- Entries supplied:
────────────────
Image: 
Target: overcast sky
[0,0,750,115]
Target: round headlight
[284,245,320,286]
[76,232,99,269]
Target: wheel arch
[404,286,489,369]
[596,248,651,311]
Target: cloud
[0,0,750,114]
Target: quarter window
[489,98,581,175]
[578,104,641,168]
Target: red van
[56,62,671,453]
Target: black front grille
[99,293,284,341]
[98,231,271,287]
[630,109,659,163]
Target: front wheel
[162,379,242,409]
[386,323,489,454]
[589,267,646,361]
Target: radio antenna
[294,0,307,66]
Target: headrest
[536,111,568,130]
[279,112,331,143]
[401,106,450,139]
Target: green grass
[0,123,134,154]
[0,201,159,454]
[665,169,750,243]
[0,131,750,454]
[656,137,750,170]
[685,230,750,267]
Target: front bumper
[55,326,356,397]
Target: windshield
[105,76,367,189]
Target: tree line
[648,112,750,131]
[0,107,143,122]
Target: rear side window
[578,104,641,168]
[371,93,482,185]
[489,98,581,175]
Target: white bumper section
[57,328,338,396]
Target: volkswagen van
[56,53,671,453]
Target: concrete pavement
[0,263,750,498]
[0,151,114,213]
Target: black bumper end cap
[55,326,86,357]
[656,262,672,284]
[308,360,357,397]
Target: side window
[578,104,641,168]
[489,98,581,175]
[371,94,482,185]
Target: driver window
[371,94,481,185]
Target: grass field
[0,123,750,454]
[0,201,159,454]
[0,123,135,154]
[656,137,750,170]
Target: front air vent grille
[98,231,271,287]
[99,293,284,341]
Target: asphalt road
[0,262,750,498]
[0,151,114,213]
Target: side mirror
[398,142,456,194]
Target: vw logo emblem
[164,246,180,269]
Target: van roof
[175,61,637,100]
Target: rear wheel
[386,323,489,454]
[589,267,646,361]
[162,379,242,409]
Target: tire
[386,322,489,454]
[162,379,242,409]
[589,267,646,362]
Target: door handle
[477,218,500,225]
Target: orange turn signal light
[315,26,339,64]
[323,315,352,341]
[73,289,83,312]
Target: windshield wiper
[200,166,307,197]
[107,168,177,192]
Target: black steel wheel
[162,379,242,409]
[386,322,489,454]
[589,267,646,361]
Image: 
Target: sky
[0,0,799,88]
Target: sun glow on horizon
────────────────
- Given exercise: Format the lines above as a numbered list, omitting any blank lines.

- Complete response:
1. Image: 
2. Target: overcast sky
3. [0,0,750,115]
4. Target: round headlight
5. [284,245,320,286]
6. [76,232,99,269]
7. Target: wheel arch
8. [404,286,489,369]
9. [596,248,651,311]
10. Target: cloud
11. [0,0,750,114]
12. Target: quarter window
13. [489,98,581,175]
14. [578,104,641,168]
15. Target: red van
16. [56,62,671,453]
17. Target: black front grille
18. [99,293,284,341]
19. [98,231,271,287]
20. [630,109,659,163]
21. Target: front wheel
22. [162,379,242,409]
23. [386,323,489,454]
24. [589,267,646,361]
25. Target: radio antenna
26. [294,0,307,66]
27. Target: headrest
28. [536,111,568,130]
29. [279,112,331,143]
30. [401,106,450,139]
31. Target: green grass
32. [0,123,134,154]
33. [0,201,159,454]
34. [665,169,750,243]
35. [0,131,750,454]
36. [656,137,750,170]
37. [685,230,750,267]
38. Target: front bumper
39. [55,326,356,397]
40. Target: windshield
41. [105,76,367,189]
42. Target: tree line
43. [648,112,750,131]
44. [0,107,143,122]
45. Target: rear side window
46. [578,104,641,168]
47. [371,93,482,185]
48. [489,98,581,175]
49. Target: white bumper section
50. [57,328,338,396]
51. Target: volkswagen van
52. [56,53,671,453]
53. Target: concrete pavement
54. [0,263,750,498]
55. [0,151,114,213]
56. Target: black bumper end cap
57. [55,326,86,357]
58. [656,262,672,284]
59. [308,360,357,397]
60. Target: side window
61. [578,104,641,168]
62. [489,98,581,175]
63. [371,94,482,185]
64. Target: driver window
65. [371,94,481,185]
66. Target: grass field
67. [0,123,750,454]
68. [0,201,159,454]
69. [0,123,135,154]
70. [656,137,750,170]
71. Target: front air vent grille
72. [98,231,271,287]
73. [99,293,284,341]
74. Target: asphalt road
75. [0,262,750,498]
76. [0,151,114,213]
77. Target: side mirror
78. [398,142,456,194]
79. Target: vw logo emblem
80. [164,246,180,269]
81. Target: van roof
82. [175,61,637,100]
83. Target: rear wheel
84. [386,323,489,454]
85. [589,267,646,361]
86. [162,379,242,409]
87. Target: tire
88. [386,322,489,454]
89. [162,379,242,409]
90. [589,267,646,362]
91. Target: door handle
92. [477,218,500,225]
93. Target: orange turn signal light
94. [315,26,339,64]
95. [323,315,352,341]
96. [73,289,83,312]
97. Target: windshield wiper
98. [200,166,307,197]
99. [107,168,177,192]
100. Target: black steel wheel
101. [162,379,242,409]
102. [386,322,489,454]
103. [589,267,646,361]
104. Image: 
105. Target: sky
106. [0,0,799,88]
107. Target: sun glow on horizon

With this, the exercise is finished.